- _AIM_: Duplicate the entries between the line holding "the fence post." and the line holding "column 211, row 130", both included, keeping every character as it stands.

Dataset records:
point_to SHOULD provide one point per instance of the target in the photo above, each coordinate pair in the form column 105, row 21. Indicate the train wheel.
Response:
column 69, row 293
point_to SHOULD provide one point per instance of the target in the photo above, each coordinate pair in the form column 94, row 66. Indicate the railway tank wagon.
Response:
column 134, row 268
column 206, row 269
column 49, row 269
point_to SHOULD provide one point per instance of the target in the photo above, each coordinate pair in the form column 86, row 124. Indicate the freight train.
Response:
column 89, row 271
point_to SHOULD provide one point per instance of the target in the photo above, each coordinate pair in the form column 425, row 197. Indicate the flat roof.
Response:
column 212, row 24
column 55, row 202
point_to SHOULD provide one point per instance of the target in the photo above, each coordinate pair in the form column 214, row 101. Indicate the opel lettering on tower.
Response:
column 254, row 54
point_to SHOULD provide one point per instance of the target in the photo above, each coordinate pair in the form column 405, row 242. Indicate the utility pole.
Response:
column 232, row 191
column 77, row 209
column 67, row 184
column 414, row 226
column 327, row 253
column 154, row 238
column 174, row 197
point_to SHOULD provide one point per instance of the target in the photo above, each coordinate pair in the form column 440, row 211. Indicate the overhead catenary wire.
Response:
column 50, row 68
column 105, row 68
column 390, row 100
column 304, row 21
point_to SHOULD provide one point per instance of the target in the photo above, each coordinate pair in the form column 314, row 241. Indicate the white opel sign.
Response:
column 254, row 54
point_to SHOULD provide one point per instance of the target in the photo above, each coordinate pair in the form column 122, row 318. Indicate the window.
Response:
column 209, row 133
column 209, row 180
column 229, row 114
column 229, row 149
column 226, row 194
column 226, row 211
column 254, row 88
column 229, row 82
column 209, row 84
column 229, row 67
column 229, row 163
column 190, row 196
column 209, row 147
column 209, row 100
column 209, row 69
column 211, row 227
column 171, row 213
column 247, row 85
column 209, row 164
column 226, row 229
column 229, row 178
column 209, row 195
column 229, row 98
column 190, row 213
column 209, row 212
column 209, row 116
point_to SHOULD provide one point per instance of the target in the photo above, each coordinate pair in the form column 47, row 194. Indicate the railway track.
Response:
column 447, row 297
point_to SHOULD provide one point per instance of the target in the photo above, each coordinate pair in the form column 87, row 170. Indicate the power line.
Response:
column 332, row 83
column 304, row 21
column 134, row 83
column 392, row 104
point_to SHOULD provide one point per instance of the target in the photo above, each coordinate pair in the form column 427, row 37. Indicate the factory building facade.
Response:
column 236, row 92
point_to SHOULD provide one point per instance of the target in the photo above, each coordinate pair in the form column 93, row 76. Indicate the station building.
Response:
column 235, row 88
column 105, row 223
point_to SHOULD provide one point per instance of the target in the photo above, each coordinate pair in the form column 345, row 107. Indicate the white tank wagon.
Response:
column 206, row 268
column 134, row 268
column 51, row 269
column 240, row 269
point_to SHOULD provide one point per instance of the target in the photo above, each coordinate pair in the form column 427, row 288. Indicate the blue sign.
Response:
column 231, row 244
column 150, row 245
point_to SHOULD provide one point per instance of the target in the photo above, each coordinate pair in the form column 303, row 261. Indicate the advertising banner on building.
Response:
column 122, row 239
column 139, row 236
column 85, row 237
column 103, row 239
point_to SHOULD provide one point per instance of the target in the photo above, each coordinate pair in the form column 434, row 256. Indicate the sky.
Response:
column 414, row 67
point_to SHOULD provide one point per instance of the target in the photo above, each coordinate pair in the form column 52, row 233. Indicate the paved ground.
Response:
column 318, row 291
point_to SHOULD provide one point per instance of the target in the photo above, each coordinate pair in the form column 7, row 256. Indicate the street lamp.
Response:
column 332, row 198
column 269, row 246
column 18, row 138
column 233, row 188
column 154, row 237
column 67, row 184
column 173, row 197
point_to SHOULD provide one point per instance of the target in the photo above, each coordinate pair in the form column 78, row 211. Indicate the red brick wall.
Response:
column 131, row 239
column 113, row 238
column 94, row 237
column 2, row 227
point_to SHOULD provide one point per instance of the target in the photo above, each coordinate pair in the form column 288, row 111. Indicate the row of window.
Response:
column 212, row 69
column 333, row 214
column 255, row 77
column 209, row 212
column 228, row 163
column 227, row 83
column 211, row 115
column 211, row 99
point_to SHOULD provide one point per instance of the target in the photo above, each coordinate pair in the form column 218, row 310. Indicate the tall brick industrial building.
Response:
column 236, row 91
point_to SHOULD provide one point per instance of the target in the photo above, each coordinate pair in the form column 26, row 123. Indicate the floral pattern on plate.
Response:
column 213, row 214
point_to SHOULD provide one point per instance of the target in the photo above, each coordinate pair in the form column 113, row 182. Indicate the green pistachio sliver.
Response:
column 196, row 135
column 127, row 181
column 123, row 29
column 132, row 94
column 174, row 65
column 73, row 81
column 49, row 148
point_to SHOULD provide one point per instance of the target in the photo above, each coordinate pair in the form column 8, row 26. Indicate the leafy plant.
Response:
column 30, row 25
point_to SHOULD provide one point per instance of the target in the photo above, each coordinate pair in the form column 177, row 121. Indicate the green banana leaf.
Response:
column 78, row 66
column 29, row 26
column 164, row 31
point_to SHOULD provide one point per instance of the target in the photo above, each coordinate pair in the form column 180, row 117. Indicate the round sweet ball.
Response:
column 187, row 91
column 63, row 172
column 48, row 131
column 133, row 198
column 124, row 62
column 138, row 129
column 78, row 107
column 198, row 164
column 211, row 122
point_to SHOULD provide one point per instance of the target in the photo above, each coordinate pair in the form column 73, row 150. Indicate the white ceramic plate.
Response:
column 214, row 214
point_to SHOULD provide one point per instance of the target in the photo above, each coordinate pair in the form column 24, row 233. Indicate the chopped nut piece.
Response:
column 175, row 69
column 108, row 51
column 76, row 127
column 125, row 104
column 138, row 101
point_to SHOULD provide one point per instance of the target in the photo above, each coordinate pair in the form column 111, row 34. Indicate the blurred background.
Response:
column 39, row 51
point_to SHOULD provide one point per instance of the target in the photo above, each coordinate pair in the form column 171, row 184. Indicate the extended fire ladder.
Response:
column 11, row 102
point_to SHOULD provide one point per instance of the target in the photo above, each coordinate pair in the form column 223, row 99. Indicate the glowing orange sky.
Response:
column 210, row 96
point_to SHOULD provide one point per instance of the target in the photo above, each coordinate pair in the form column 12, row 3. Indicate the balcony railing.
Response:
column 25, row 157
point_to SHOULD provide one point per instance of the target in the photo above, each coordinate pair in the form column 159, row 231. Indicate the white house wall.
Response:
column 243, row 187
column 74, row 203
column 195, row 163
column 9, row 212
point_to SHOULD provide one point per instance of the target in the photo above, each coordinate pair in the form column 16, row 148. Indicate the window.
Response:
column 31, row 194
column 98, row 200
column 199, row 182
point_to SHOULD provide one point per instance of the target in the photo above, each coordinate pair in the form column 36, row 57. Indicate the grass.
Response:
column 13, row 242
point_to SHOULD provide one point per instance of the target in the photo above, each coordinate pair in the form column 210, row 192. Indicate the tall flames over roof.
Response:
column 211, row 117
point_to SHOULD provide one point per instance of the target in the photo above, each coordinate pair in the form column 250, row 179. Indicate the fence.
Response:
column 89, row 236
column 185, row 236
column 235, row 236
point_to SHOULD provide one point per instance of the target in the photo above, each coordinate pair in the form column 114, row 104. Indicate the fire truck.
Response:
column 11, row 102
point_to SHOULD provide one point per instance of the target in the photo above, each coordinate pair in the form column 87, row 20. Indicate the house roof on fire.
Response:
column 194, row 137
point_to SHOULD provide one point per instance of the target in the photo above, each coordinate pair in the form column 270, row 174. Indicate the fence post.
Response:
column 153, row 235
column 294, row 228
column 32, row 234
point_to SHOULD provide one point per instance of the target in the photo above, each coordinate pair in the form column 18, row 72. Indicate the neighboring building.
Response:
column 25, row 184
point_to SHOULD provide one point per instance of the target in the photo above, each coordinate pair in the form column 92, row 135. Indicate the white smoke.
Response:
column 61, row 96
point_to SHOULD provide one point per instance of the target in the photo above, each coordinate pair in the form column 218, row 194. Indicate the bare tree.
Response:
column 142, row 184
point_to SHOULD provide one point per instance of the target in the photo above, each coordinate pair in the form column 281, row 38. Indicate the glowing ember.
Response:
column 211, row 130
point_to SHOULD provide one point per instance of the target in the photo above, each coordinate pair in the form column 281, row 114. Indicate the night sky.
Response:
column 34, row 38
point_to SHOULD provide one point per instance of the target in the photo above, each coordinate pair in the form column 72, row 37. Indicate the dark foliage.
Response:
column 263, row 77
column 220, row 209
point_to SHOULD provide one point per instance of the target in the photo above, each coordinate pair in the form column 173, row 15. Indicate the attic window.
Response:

- _THE COMPLETED TASK_:
point_to SHOULD provide one point per instance of the target in the photo above, each coordinate pair in the form column 270, row 174. Indicate the fence post.
Response:
column 153, row 235
column 294, row 228
column 32, row 234
point_to SHOULD provide one point per instance of the target in the photo above, each coordinate pair in the form column 18, row 72. Indicate the neighboring building.
Response:
column 25, row 184
point_to SHOULD provide one point per instance of the target in the photo above, each coordinate pair in the form column 92, row 135. Indicate the white smoke.
Response:
column 61, row 96
point_to SHOULD provide one point per instance of the target in the photo above, each coordinate pair in the form column 218, row 194. Indicate the bare tree.
Response:
column 142, row 184
point_to SHOULD provide one point per instance of the target in the photo above, each coordinate pair in the form column 281, row 38. Indicate the glowing ember.
Response:
column 211, row 130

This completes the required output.